:: Dataset content ::
Segment Open
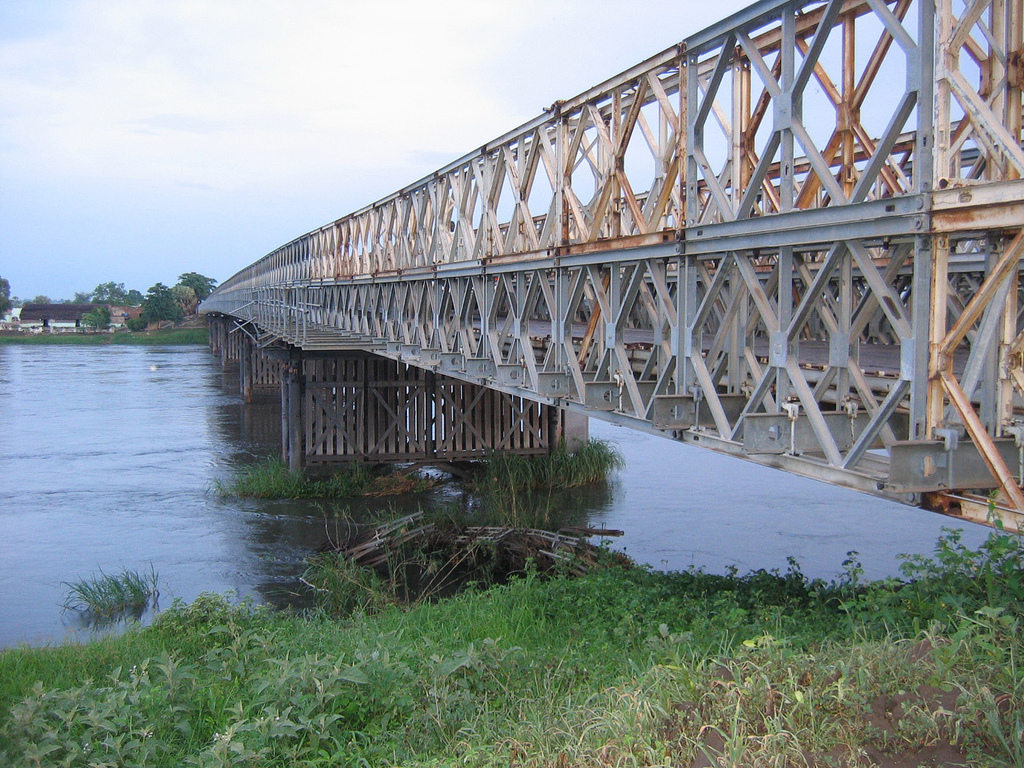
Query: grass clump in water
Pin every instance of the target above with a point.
(272, 479)
(107, 597)
(592, 462)
(529, 491)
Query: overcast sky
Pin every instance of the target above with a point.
(140, 139)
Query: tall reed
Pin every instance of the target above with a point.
(110, 596)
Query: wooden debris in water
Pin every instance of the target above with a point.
(380, 545)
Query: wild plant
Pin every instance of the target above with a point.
(105, 597)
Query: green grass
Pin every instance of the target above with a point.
(271, 479)
(175, 336)
(621, 668)
(108, 597)
(592, 462)
(530, 491)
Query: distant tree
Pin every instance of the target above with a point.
(185, 298)
(5, 302)
(159, 304)
(98, 316)
(203, 286)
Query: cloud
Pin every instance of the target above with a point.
(230, 93)
(144, 138)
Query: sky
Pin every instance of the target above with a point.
(140, 139)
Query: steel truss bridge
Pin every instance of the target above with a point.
(796, 238)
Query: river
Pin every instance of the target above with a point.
(108, 457)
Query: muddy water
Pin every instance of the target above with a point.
(108, 457)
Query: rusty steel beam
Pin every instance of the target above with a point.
(745, 242)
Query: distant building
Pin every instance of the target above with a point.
(53, 316)
(121, 314)
(11, 320)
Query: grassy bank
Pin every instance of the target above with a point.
(173, 336)
(623, 667)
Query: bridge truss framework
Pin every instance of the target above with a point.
(796, 238)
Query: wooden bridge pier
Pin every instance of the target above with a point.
(340, 407)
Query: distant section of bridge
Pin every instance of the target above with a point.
(795, 238)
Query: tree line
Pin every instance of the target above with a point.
(159, 303)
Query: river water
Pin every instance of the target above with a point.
(108, 458)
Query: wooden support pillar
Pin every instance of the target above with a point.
(291, 415)
(246, 364)
(571, 427)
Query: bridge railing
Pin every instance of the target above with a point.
(812, 204)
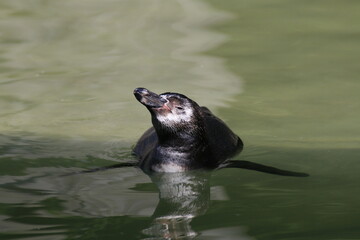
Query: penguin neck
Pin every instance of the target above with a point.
(183, 139)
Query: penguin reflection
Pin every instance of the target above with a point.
(183, 196)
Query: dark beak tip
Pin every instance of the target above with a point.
(140, 90)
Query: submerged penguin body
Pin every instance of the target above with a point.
(184, 135)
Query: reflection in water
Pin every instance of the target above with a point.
(183, 196)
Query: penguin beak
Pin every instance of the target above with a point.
(148, 98)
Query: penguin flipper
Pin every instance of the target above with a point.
(260, 168)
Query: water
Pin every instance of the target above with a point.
(283, 75)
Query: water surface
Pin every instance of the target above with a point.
(283, 75)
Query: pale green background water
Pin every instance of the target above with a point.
(282, 74)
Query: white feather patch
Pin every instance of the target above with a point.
(171, 118)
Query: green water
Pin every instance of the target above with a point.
(282, 74)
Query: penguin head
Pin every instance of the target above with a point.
(169, 110)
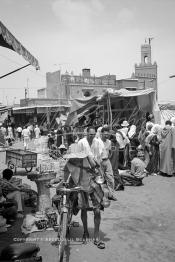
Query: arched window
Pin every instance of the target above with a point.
(146, 59)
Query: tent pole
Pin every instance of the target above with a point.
(109, 111)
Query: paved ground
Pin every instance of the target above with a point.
(139, 227)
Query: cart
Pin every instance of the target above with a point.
(21, 158)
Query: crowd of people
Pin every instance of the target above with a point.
(124, 154)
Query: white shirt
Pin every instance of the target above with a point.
(94, 150)
(123, 141)
(106, 147)
(26, 132)
(19, 129)
(37, 132)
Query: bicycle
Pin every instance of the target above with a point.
(65, 209)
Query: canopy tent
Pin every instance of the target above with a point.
(9, 41)
(167, 111)
(4, 112)
(115, 105)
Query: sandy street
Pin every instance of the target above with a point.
(139, 227)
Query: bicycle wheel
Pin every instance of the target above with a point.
(63, 234)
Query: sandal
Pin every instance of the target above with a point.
(100, 244)
(85, 237)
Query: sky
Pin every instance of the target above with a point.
(103, 35)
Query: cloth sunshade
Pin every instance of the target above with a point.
(9, 41)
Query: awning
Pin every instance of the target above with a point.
(4, 108)
(9, 41)
(40, 109)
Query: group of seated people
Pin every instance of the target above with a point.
(12, 197)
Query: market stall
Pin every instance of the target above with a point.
(114, 106)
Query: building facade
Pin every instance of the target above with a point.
(146, 71)
(69, 86)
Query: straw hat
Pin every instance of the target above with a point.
(125, 123)
(140, 153)
(62, 147)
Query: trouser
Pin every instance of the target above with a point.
(26, 142)
(109, 176)
(17, 196)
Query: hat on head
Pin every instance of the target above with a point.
(125, 123)
(140, 153)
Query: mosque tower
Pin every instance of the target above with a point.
(146, 71)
Segment Closed
:: Activity ::
None of the pictures should be carried over when the data above is transcribed exactly.

:: Solved problem ::
Query: grass clump in water
Pin every instance of the target above with a point.
(272, 479)
(107, 597)
(592, 462)
(529, 491)
Query: overcast sky
Pin every instance of the target above with a point.
(140, 139)
Query: tall reed
Pin every instance of the target above with a point.
(110, 596)
Query: wooden debris in water
Pin every instance of the target above with a point.
(380, 545)
Query: wild plant
Pin every instance of the target above with a point.
(105, 597)
Query: green grass
Pin every instance of the target above with a point.
(271, 479)
(175, 336)
(621, 668)
(108, 597)
(592, 462)
(530, 491)
Query: distant tree
Pin every instance of the target above with a point.
(185, 298)
(5, 302)
(159, 304)
(98, 316)
(203, 286)
Query: cloud
Pin every instance of the target above with a point.
(230, 93)
(144, 138)
Query: sky
Pin every instance of the target above with a point.
(140, 139)
Query: steel truss bridge
Pin every instance of the target above with a point.
(796, 238)
Query: river
Pin every instance of the target above with a point.
(108, 457)
Query: muddy water
Pin every instance of the target above with a point.
(108, 457)
Query: rusty steel beam
Pin every instance of the target above with a point.
(745, 242)
Query: distant building
Pin every instance of the target above with a point.
(53, 316)
(121, 314)
(11, 320)
Query: grassy bank
Pin every instance of the target above with a point.
(173, 336)
(623, 667)
Query: bridge truss framework
Pin every instance of the target above with a point.
(796, 238)
Query: wooden bridge pier
Pin every instance of the target above with a point.
(340, 407)
Query: distant section of bridge
Pin every instance of the target above with a point.
(795, 238)
Query: tree line
Pin every instance of the target above with a point.
(159, 303)
Query: river water
Pin every instance of the target above with a point.
(108, 458)
Query: wooden support pillar
Pin every instance of the target above with a point.
(291, 415)
(246, 364)
(571, 427)
Query: bridge railing
Pin every instance of the target above with a point.
(812, 204)
Query: penguin neck
Pin every instance of the target above with a point.
(183, 139)
Query: penguin reflection
Pin every instance of the target above with a point.
(183, 196)
Query: dark beak tip
Pin every instance of the target above with a point.
(140, 90)
Query: submerged penguin body
Pin every instance of the target above with a point.
(184, 135)
Query: reflection in water
Pin every instance of the target above with a point.
(183, 196)
Query: penguin beak
Pin every instance of the target above with a point.
(148, 98)
Query: penguin flipper
Pin every instance of the target above with a point.
(260, 168)
Query: water
Pin every instance of the target above with a point.
(283, 75)
Query: water surface
Pin every instance of the target above with a point.
(283, 75)
Query: pale green background water
Pin every instance of the target above with a point.
(282, 74)
Query: white feather patch
Pin every instance of the target above with a point.
(171, 118)
Query: green water
Pin every instance of the target above with a point.
(282, 74)
Query: penguin head
Pin every instance of the target above with a point.
(169, 110)
Query: arched window
Pin every instance of the target above with a point.
(146, 59)
Query: tent pole
Pin every instance of the target above with a point.
(109, 111)
Query: paved ground
Pin every instance of the target above with a point.
(139, 227)
Query: cart
Pin every instance of the target above with a point.
(21, 158)
Query: crowd of people
Pin every instance of the target above with a point.
(124, 154)
Query: white shirt
Pin every instance of the target above with a point.
(94, 150)
(123, 141)
(106, 147)
(26, 132)
(19, 129)
(37, 132)
Query: bicycle
Pin every instance of the target above with a point.
(65, 209)
Query: canopy tent
Pin every instance of the target above with a point.
(9, 41)
(167, 111)
(4, 112)
(115, 105)
Query: sandy street
Pin every instance of the target above with a point.
(139, 227)
Query: bicycle wheel
Pin every instance of the target above with a point.
(63, 234)
Query: sandal
Pin every instance of the target above with a point.
(100, 244)
(85, 237)
Query: sky
Pin every instance of the target above with a point.
(103, 35)
Query: cloth sunshade
Pin every instance of the target above with a point.
(9, 41)
Query: awning
Pin every instance of the target above with a point.
(4, 108)
(9, 41)
(40, 109)
Query: group of seated people
Pin every instance of the target above with a point.
(12, 197)
Query: market stall
Pin every instance of the target above with a point.
(114, 106)
Query: building facade
Pin every instance of the target above with a point.
(146, 71)
(69, 86)
Query: straw hat
Pin every instance of the target above with a point.
(125, 123)
(140, 153)
(62, 147)
Query: trouser
Pin every instance of the target above with a point.
(26, 142)
(109, 176)
(17, 196)
Query: hat on head
Pin every instance of the target above with a point.
(125, 123)
(140, 153)
Query: mosque tower
Pin every instance of the target above with a point.
(146, 71)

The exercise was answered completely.